### EXTRACTED TEXT

────────

Sun Cluster 3.2 architecture has not changed much from version 3.1, the diagram above is a classic cluster setup, the minimum you will need to obtain a supported cluster environment. The trickiest part of building a cluster is setting up the shared disks whether you use a SAN or JBOD you should make sure they are dual-pathed and high available, protecting your data is the most important aspect when clustering your application.

To function as a cluster member you must have the following software installed

Solaris O/S (sparc or x86)
Sun Cluster software (latest version, if possible)
Data service application
Volume management software (Veritas or ODS)

The diagram below details the software components that make up the cluster solution,

I have a brief description of some of the components:

The Cluster Membership Monitor (CMM) ensures that data is safe from corruption, all nodes must reach a consistent agreement on the cluster membership, the CMM coordinates a reconfiguration when the cluster changes in response to failures, the CMM uses the transport to send and receive messages regarding reconfiguration changes to other nodes. The CMM runs entirely in the kernel.

The Cluster Configuration Repository (CCR) relies on the CMM to guarantee that a cluster is running only when the quorum is established. The CCR is responsible for verifying data consistency across the cluster, performing recovery as necessary and facilitating updates to the data.

The cluster filesystem is the proxy between the following

The kernel on one node and the underlying filesystem
The volume manager running on a node that has a physical connection to the disk or disks

The cluster uses global devices (disks, tapes, cd-roms) to access devices throughout the cluster, all nodes will have access to these devices using the same filename (/dev/global/) even if it does not have a physical connection.

The cluster can offer salability to data services, by using load-balancing it can distribute requests amongst a number of nodes, thus distributing the load. It is pretty much standard load balancing and uses two different classes called pure and sticky.

────────

### STATED EXERCISE A
From the Sun Cluster 3.2 overview, list each piece of software that must be installed for a system to function as a cluster member.

Location identification entries:

────────

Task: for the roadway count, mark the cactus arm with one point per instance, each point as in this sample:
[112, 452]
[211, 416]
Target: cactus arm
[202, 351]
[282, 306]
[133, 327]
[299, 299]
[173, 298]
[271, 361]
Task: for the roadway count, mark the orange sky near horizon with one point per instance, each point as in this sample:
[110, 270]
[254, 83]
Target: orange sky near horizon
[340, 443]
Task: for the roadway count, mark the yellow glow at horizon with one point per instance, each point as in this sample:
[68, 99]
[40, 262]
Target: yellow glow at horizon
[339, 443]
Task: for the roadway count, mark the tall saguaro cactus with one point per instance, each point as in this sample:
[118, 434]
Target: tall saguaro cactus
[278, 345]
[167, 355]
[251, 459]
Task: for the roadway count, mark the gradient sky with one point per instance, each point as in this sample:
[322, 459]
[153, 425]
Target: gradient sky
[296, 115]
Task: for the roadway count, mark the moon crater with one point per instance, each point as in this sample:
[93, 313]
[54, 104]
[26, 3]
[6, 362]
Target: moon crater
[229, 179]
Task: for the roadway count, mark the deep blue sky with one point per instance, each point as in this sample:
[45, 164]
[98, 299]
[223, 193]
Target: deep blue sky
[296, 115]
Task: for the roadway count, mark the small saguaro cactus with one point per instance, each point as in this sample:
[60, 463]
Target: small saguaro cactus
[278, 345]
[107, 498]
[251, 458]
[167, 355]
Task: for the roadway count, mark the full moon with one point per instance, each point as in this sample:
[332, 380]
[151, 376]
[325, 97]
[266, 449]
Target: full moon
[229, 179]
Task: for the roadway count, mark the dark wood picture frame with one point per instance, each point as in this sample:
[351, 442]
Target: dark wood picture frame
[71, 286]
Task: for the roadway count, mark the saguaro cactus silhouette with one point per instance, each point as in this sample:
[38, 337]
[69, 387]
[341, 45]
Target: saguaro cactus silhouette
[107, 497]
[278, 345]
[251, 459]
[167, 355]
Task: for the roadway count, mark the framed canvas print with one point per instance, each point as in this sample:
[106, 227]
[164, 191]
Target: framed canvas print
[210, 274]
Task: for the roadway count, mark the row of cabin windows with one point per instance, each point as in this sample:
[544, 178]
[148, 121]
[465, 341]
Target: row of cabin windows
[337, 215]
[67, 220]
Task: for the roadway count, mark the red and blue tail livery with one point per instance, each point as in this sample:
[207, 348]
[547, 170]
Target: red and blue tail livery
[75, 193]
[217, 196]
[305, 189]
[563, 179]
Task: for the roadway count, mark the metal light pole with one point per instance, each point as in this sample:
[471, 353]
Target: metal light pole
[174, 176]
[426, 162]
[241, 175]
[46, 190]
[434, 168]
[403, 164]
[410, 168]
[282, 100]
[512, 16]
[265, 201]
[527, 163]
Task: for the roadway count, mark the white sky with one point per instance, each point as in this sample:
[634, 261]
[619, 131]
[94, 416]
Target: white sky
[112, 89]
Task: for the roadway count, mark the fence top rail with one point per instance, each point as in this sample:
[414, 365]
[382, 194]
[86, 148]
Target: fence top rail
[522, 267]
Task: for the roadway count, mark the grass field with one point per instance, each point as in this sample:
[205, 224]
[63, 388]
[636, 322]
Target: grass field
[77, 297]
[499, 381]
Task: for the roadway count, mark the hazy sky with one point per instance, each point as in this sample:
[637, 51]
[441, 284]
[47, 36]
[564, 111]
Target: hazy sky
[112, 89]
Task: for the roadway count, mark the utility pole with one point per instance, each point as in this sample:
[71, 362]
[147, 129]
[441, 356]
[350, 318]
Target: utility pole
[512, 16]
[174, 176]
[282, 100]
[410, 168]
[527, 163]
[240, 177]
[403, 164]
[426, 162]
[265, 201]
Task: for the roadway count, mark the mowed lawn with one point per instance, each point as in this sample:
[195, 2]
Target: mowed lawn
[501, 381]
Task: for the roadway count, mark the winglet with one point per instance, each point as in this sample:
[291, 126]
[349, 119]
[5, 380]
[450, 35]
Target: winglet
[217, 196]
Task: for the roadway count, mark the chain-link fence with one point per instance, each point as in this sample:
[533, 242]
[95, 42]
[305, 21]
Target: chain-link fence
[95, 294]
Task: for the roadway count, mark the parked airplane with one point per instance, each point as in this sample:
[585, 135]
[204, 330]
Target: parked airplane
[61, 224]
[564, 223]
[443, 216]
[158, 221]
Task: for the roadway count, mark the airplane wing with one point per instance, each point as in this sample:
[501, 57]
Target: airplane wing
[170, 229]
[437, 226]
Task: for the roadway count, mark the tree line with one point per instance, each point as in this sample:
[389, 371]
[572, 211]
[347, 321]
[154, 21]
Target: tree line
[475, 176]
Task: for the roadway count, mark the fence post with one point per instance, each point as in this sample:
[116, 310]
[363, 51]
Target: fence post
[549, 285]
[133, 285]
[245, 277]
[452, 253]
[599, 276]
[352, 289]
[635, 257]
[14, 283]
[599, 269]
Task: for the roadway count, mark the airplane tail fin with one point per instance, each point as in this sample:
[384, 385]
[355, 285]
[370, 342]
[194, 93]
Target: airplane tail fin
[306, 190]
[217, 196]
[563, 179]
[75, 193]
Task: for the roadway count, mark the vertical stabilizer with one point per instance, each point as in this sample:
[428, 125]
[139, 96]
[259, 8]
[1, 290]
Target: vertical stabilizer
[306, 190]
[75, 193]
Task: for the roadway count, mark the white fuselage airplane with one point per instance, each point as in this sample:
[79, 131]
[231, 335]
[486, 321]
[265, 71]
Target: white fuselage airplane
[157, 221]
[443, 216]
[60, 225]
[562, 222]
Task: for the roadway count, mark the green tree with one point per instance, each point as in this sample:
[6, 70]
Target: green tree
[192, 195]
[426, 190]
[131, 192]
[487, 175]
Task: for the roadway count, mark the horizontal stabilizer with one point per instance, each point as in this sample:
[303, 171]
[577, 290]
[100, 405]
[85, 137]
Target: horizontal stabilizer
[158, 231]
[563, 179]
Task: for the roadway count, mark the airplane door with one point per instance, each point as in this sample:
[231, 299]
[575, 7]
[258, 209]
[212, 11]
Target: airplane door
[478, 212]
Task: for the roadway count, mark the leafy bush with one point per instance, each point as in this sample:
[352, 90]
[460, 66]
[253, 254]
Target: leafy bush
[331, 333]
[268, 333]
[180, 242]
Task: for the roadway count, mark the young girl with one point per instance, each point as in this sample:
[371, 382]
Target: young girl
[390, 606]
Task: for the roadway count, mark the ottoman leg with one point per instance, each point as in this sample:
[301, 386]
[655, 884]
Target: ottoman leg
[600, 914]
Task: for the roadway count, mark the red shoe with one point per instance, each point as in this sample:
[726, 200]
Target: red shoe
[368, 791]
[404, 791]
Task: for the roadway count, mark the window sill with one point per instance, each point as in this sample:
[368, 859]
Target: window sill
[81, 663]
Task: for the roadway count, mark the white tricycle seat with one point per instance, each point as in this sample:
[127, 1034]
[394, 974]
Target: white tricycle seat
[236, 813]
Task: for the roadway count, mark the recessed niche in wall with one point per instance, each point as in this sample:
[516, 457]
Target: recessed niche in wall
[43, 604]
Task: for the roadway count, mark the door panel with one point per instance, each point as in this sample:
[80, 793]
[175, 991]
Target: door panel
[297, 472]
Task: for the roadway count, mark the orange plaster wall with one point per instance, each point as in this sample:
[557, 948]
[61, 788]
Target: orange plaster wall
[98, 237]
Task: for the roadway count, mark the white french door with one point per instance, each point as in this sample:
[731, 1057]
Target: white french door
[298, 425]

────────

### STATED EXERCISE B
Pull out every line of the rows that contains the string "canvas". Case counts.

### COMPLETE RESPONSE A
- Solaris O/S (sparc or x86)
- Sun Cluster software (latest version, if possible)
- Data service application
- Volume management software (Veritas or ODS)

### COMPLETE RESPONSE B
Task: for the roadway count, mark the framed canvas print with one point per instance, each point as in this sample:
Target: framed canvas print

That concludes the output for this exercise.